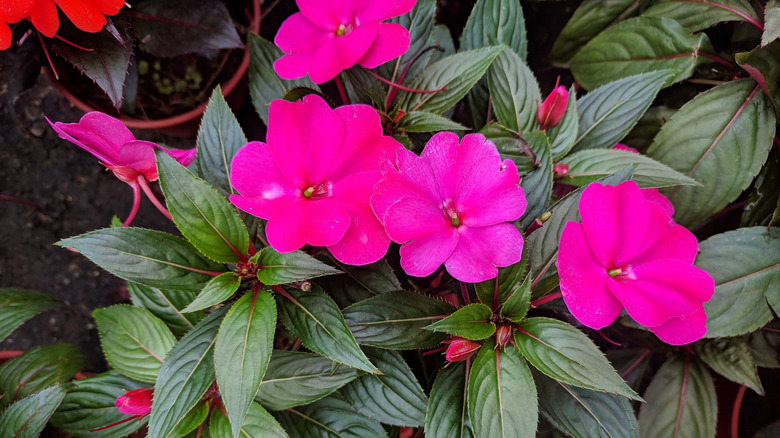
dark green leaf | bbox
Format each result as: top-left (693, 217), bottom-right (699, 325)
top-left (340, 348), bottom-right (428, 427)
top-left (639, 355), bottom-right (718, 438)
top-left (344, 291), bottom-right (455, 350)
top-left (255, 350), bottom-right (361, 411)
top-left (515, 318), bottom-right (642, 401)
top-left (149, 307), bottom-right (226, 438)
top-left (197, 85), bottom-right (247, 195)
top-left (468, 339), bottom-right (538, 438)
top-left (696, 227), bottom-right (780, 338)
top-left (92, 304), bottom-right (176, 382)
top-left (425, 362), bottom-right (474, 438)
top-left (57, 228), bottom-right (225, 293)
top-left (647, 79), bottom-right (775, 227)
top-left (257, 246), bottom-right (341, 285)
top-left (277, 284), bottom-right (377, 373)
top-left (574, 70), bottom-right (669, 151)
top-left (0, 288), bottom-right (62, 342)
top-left (425, 303), bottom-right (496, 341)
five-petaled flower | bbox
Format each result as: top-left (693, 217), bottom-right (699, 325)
top-left (274, 0), bottom-right (416, 84)
top-left (230, 95), bottom-right (403, 265)
top-left (371, 132), bottom-right (526, 283)
top-left (46, 111), bottom-right (195, 226)
top-left (557, 181), bottom-right (715, 345)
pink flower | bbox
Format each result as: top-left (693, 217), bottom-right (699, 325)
top-left (371, 132), bottom-right (526, 283)
top-left (557, 181), bottom-right (715, 345)
top-left (274, 0), bottom-right (416, 84)
top-left (536, 85), bottom-right (569, 129)
top-left (230, 95), bottom-right (403, 265)
top-left (46, 111), bottom-right (195, 226)
top-left (116, 388), bottom-right (154, 417)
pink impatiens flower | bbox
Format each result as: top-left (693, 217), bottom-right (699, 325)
top-left (557, 181), bottom-right (715, 345)
top-left (371, 132), bottom-right (526, 283)
top-left (274, 0), bottom-right (416, 84)
top-left (230, 95), bottom-right (403, 265)
top-left (46, 111), bottom-right (195, 226)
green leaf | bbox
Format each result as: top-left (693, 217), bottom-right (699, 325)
top-left (257, 246), bottom-right (341, 285)
top-left (214, 290), bottom-right (276, 436)
top-left (398, 111), bottom-right (468, 132)
top-left (92, 304), bottom-right (176, 382)
top-left (639, 355), bottom-right (718, 438)
top-left (560, 149), bottom-right (698, 187)
top-left (343, 291), bottom-right (455, 350)
top-left (0, 344), bottom-right (87, 410)
top-left (0, 288), bottom-right (62, 342)
top-left (276, 397), bottom-right (387, 438)
top-left (51, 370), bottom-right (148, 438)
top-left (277, 284), bottom-right (377, 373)
top-left (642, 0), bottom-right (759, 32)
top-left (573, 70), bottom-right (669, 151)
top-left (56, 228), bottom-right (225, 293)
top-left (340, 348), bottom-right (428, 427)
top-left (515, 318), bottom-right (642, 401)
top-left (255, 350), bottom-right (361, 411)
top-left (534, 373), bottom-right (639, 438)
top-left (550, 0), bottom-right (639, 68)
top-left (696, 227), bottom-right (780, 338)
top-left (693, 338), bottom-right (764, 395)
top-left (425, 362), bottom-right (474, 438)
top-left (156, 151), bottom-right (249, 263)
top-left (149, 307), bottom-right (226, 438)
top-left (520, 130), bottom-right (553, 228)
top-left (127, 283), bottom-right (203, 337)
top-left (0, 384), bottom-right (70, 438)
top-left (209, 403), bottom-right (287, 438)
top-left (398, 46), bottom-right (504, 115)
top-left (182, 272), bottom-right (241, 313)
top-left (571, 16), bottom-right (714, 90)
top-left (196, 85), bottom-right (247, 195)
top-left (487, 50), bottom-right (542, 136)
top-left (647, 79), bottom-right (775, 227)
top-left (468, 339), bottom-right (538, 438)
top-left (425, 303), bottom-right (496, 341)
top-left (249, 33), bottom-right (320, 125)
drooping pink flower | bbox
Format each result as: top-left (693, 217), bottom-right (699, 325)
top-left (230, 95), bottom-right (403, 265)
top-left (46, 111), bottom-right (195, 226)
top-left (274, 0), bottom-right (416, 84)
top-left (556, 181), bottom-right (715, 345)
top-left (371, 132), bottom-right (526, 283)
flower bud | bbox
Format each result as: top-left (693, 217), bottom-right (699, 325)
top-left (445, 338), bottom-right (482, 362)
top-left (116, 388), bottom-right (154, 417)
top-left (536, 85), bottom-right (569, 129)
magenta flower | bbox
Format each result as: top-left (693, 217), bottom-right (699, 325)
top-left (230, 95), bottom-right (403, 265)
top-left (371, 132), bottom-right (526, 283)
top-left (557, 181), bottom-right (715, 345)
top-left (46, 111), bottom-right (195, 226)
top-left (274, 0), bottom-right (416, 84)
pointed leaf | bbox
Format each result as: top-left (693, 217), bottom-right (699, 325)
top-left (647, 79), bottom-right (775, 227)
top-left (639, 355), bottom-right (718, 438)
top-left (468, 339), bottom-right (538, 438)
top-left (92, 304), bottom-right (176, 382)
top-left (340, 348), bottom-right (428, 427)
top-left (214, 290), bottom-right (276, 436)
top-left (57, 228), bottom-right (225, 293)
top-left (515, 318), bottom-right (642, 401)
top-left (277, 284), bottom-right (377, 373)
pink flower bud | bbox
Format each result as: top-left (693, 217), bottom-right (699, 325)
top-left (116, 388), bottom-right (154, 417)
top-left (445, 338), bottom-right (482, 362)
top-left (536, 85), bottom-right (569, 129)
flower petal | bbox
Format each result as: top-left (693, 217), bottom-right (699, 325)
top-left (444, 223), bottom-right (523, 283)
top-left (556, 222), bottom-right (623, 329)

*EXERCISE*: Rewrite every item above, putting "bounding box" wherever "bbox" appears and keeping everything else the same. Omit the pictures from your answer.

*PROBLEM SOLUTION*:
dark green leaf | bounding box
Format each result as: top-left (693, 217), bottom-right (699, 325)
top-left (340, 348), bottom-right (428, 427)
top-left (639, 355), bottom-right (718, 438)
top-left (344, 291), bottom-right (455, 350)
top-left (255, 350), bottom-right (361, 411)
top-left (515, 318), bottom-right (642, 401)
top-left (149, 307), bottom-right (226, 438)
top-left (197, 85), bottom-right (247, 195)
top-left (468, 339), bottom-right (538, 438)
top-left (696, 227), bottom-right (780, 338)
top-left (92, 304), bottom-right (176, 382)
top-left (425, 362), bottom-right (474, 438)
top-left (57, 228), bottom-right (225, 293)
top-left (647, 79), bottom-right (775, 227)
top-left (257, 246), bottom-right (341, 285)
top-left (277, 284), bottom-right (377, 373)
top-left (574, 70), bottom-right (669, 151)
top-left (0, 288), bottom-right (62, 342)
top-left (425, 303), bottom-right (496, 341)
five-petaled flower | bounding box
Format each result as: top-left (693, 217), bottom-right (699, 325)
top-left (274, 0), bottom-right (416, 84)
top-left (230, 95), bottom-right (403, 265)
top-left (371, 132), bottom-right (526, 283)
top-left (46, 111), bottom-right (195, 226)
top-left (557, 181), bottom-right (715, 345)
pink flower | bounding box
Format each result as: top-left (693, 217), bottom-right (699, 325)
top-left (371, 132), bottom-right (526, 283)
top-left (557, 181), bottom-right (715, 345)
top-left (274, 0), bottom-right (416, 84)
top-left (536, 85), bottom-right (569, 129)
top-left (230, 95), bottom-right (403, 265)
top-left (46, 111), bottom-right (195, 226)
top-left (116, 388), bottom-right (154, 417)
pink impatiens flower | bounding box
Format each result as: top-left (693, 217), bottom-right (699, 325)
top-left (557, 181), bottom-right (715, 345)
top-left (371, 132), bottom-right (526, 283)
top-left (274, 0), bottom-right (416, 84)
top-left (230, 95), bottom-right (403, 265)
top-left (46, 111), bottom-right (195, 226)
green leaf | bounding box
Format each result as: top-left (693, 217), bottom-right (699, 325)
top-left (257, 246), bottom-right (341, 285)
top-left (214, 290), bottom-right (276, 436)
top-left (398, 111), bottom-right (468, 132)
top-left (92, 304), bottom-right (176, 382)
top-left (639, 355), bottom-right (718, 438)
top-left (560, 149), bottom-right (698, 187)
top-left (343, 291), bottom-right (455, 350)
top-left (0, 344), bottom-right (87, 410)
top-left (0, 288), bottom-right (62, 342)
top-left (276, 397), bottom-right (387, 438)
top-left (51, 370), bottom-right (148, 438)
top-left (277, 284), bottom-right (377, 373)
top-left (642, 0), bottom-right (759, 32)
top-left (573, 70), bottom-right (669, 151)
top-left (56, 228), bottom-right (225, 293)
top-left (340, 348), bottom-right (428, 427)
top-left (515, 318), bottom-right (642, 401)
top-left (255, 350), bottom-right (361, 411)
top-left (534, 373), bottom-right (639, 438)
top-left (550, 0), bottom-right (639, 68)
top-left (696, 227), bottom-right (780, 338)
top-left (693, 338), bottom-right (764, 395)
top-left (425, 362), bottom-right (474, 438)
top-left (156, 151), bottom-right (249, 263)
top-left (149, 307), bottom-right (226, 438)
top-left (520, 130), bottom-right (553, 228)
top-left (127, 283), bottom-right (203, 337)
top-left (0, 384), bottom-right (70, 438)
top-left (209, 403), bottom-right (287, 438)
top-left (398, 46), bottom-right (504, 115)
top-left (182, 272), bottom-right (241, 313)
top-left (571, 16), bottom-right (714, 90)
top-left (196, 85), bottom-right (247, 195)
top-left (487, 50), bottom-right (542, 136)
top-left (647, 79), bottom-right (775, 227)
top-left (468, 339), bottom-right (538, 438)
top-left (425, 303), bottom-right (496, 341)
top-left (249, 33), bottom-right (320, 125)
drooping pink flower | bounding box
Format each result as: top-left (693, 217), bottom-right (699, 325)
top-left (230, 95), bottom-right (403, 265)
top-left (46, 111), bottom-right (195, 226)
top-left (274, 0), bottom-right (416, 84)
top-left (556, 181), bottom-right (715, 345)
top-left (371, 132), bottom-right (526, 283)
flower bud | bounding box
Format each result as: top-left (693, 217), bottom-right (699, 325)
top-left (445, 338), bottom-right (482, 362)
top-left (116, 388), bottom-right (154, 417)
top-left (536, 85), bottom-right (569, 129)
magenta flower | bounding box
Format each result as: top-left (693, 217), bottom-right (699, 325)
top-left (230, 95), bottom-right (403, 265)
top-left (371, 132), bottom-right (526, 283)
top-left (557, 181), bottom-right (715, 345)
top-left (46, 111), bottom-right (195, 226)
top-left (274, 0), bottom-right (416, 84)
pointed leaf | bounding box
Format each result as: top-left (693, 217), bottom-right (699, 325)
top-left (647, 79), bottom-right (775, 227)
top-left (639, 355), bottom-right (718, 438)
top-left (468, 339), bottom-right (538, 438)
top-left (92, 304), bottom-right (176, 382)
top-left (340, 348), bottom-right (428, 427)
top-left (214, 290), bottom-right (276, 436)
top-left (57, 228), bottom-right (225, 293)
top-left (515, 318), bottom-right (642, 401)
top-left (277, 284), bottom-right (377, 373)
pink flower bud | bounding box
Format each result as: top-left (693, 217), bottom-right (699, 325)
top-left (116, 388), bottom-right (154, 417)
top-left (445, 338), bottom-right (482, 362)
top-left (536, 85), bottom-right (569, 129)
flower petal | bounding box
Format each result as: top-left (693, 217), bottom-right (699, 325)
top-left (444, 223), bottom-right (523, 283)
top-left (556, 222), bottom-right (623, 329)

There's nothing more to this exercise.